EXERCISE:
In the forum post about a 24v P-pump swap, what problem is reported with using the factory breather at the pump access hole?

*** GIVEN PASSAGE Section Begins ***

24v p-pump and build

Ghostman

24v crazy
I have searched and read just about every thread on here. Looking for someone with direct experience on the subject. I am considering picking up one of these for my swap. I am also considering the adjustable gear and think this would be the only real reason to need to have access to the gear via the removable cover? Also, if the stock vp cover is used, what are most using to cover the pump access hole. I hear that if the factory puke breather is used in that location there can be issues with excessive puking of oil due to the pump blowing it out the front into the breather. Once a person picks up on how to adjust the timing, it really is fairly easy from what I gather. Is it just a really nice feature to have the gear and cover, or would some look back and wish they had done this? Could it be money better spent elsewhere, ie: cam and bolt on retainer?

Additionally, I have just about all my parts for the swap.
-175HP pump(untouched)
-re-bend 24v lines(I'll attempt this before I buy)
-timing case
-pump gear
-plumbing of fuel and oil lines (easily sourced)

*** GIVEN PASSAGE Section Ends ***
*** EXCERPTED RECORDS Section Begins ***

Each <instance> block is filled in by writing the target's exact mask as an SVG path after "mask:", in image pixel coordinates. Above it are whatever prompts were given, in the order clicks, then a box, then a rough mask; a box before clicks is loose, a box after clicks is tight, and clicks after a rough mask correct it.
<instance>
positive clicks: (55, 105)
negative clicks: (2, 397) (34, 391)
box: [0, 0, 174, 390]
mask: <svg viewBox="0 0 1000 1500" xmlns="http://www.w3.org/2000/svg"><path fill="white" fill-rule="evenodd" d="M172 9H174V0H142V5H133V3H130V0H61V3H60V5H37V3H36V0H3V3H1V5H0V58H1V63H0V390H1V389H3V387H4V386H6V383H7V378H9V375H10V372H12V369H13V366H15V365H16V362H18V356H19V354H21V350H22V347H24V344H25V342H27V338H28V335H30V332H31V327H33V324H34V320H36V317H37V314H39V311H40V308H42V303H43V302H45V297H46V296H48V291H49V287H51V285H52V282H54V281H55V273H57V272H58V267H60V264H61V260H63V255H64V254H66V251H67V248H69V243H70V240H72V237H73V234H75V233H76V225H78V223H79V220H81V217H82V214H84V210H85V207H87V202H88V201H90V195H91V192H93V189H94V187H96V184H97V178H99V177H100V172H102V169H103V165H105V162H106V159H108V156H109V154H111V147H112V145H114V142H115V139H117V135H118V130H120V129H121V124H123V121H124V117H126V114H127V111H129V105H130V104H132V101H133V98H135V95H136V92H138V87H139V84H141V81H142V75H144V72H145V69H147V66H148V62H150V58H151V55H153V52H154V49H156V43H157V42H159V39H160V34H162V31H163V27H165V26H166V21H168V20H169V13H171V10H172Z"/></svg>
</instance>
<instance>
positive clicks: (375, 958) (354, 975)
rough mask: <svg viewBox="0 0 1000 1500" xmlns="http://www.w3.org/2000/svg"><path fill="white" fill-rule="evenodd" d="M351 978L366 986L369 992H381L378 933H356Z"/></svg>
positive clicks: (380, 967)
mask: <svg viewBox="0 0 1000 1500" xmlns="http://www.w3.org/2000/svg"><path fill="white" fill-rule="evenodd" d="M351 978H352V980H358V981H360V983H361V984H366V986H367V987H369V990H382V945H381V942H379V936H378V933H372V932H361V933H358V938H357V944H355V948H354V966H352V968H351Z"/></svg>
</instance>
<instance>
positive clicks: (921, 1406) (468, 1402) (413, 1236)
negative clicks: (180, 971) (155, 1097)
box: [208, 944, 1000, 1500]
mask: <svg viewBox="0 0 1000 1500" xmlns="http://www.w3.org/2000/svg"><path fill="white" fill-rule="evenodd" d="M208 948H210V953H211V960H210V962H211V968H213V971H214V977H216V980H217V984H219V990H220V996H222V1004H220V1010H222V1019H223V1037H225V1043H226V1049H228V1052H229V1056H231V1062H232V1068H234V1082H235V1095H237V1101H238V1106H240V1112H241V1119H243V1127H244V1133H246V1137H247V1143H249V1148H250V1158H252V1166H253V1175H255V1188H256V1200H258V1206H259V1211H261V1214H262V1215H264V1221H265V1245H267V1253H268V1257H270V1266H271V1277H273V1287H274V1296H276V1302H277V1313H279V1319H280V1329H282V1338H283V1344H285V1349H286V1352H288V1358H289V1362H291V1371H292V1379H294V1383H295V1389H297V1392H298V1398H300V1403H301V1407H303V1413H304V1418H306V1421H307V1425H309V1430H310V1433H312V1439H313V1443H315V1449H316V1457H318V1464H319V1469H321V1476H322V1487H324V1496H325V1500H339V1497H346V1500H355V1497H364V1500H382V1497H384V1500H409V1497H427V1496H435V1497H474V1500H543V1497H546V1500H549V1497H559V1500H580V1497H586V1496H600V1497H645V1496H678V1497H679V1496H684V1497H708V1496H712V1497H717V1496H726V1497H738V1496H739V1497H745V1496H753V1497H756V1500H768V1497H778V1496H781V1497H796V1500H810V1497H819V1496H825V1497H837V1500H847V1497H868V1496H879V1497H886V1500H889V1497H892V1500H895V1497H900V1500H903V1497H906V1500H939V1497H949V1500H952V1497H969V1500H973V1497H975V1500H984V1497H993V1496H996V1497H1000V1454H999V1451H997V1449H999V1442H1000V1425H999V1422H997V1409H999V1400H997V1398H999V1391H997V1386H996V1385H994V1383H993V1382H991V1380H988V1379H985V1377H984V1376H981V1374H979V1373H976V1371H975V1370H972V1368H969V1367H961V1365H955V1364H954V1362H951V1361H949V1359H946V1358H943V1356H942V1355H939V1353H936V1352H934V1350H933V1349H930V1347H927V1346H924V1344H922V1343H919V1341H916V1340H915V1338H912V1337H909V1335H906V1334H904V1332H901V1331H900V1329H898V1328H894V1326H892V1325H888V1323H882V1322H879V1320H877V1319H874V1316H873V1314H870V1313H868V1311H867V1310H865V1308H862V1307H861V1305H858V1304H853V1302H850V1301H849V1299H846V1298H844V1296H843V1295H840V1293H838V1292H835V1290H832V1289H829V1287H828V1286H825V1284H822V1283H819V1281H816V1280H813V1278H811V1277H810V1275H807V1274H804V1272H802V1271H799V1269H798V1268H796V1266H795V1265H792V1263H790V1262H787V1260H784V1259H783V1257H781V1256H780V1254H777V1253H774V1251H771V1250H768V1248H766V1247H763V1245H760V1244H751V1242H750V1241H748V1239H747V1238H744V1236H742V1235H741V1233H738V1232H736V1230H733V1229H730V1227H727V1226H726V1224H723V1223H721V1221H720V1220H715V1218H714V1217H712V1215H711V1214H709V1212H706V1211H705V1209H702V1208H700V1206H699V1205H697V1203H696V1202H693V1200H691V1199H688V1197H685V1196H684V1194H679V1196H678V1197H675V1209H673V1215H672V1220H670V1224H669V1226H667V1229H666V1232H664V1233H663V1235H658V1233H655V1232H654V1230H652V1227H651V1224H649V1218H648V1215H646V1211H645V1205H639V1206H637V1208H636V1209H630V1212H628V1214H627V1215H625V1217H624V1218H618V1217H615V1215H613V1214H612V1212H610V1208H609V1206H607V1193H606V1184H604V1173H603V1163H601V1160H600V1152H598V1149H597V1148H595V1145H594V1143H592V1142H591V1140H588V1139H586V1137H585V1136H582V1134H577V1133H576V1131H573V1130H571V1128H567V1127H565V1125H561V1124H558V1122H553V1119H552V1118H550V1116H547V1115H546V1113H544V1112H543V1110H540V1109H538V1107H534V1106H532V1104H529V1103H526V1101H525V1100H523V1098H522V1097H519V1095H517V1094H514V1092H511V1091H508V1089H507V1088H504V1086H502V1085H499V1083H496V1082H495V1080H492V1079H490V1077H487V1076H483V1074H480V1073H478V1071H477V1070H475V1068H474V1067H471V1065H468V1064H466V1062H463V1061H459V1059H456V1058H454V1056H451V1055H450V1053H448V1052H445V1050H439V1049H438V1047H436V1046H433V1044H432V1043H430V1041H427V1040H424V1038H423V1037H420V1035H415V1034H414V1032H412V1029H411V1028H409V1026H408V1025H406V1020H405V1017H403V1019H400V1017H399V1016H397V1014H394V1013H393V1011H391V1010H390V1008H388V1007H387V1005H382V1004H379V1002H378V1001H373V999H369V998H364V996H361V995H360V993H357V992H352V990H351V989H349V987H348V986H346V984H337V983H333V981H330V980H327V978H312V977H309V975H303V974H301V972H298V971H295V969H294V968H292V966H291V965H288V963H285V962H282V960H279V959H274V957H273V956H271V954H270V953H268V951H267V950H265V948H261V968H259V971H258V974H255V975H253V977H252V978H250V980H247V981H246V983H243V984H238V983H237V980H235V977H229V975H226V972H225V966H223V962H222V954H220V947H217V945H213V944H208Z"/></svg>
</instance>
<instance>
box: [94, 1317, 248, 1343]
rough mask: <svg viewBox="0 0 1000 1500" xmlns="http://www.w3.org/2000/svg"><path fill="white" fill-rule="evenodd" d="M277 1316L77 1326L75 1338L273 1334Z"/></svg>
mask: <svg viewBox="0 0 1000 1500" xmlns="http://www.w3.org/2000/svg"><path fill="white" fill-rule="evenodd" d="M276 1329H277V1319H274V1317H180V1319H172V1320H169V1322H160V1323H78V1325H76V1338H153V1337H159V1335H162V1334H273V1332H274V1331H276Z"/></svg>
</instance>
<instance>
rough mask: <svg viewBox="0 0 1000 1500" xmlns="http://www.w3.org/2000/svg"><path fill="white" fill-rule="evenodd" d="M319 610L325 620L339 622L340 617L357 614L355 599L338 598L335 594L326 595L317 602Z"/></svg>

*** EXCERPTED RECORDS Section Ends ***

RESULT OF THIS TASK:
Excessive puking of oil, because the pump blows oil out the front into the breather.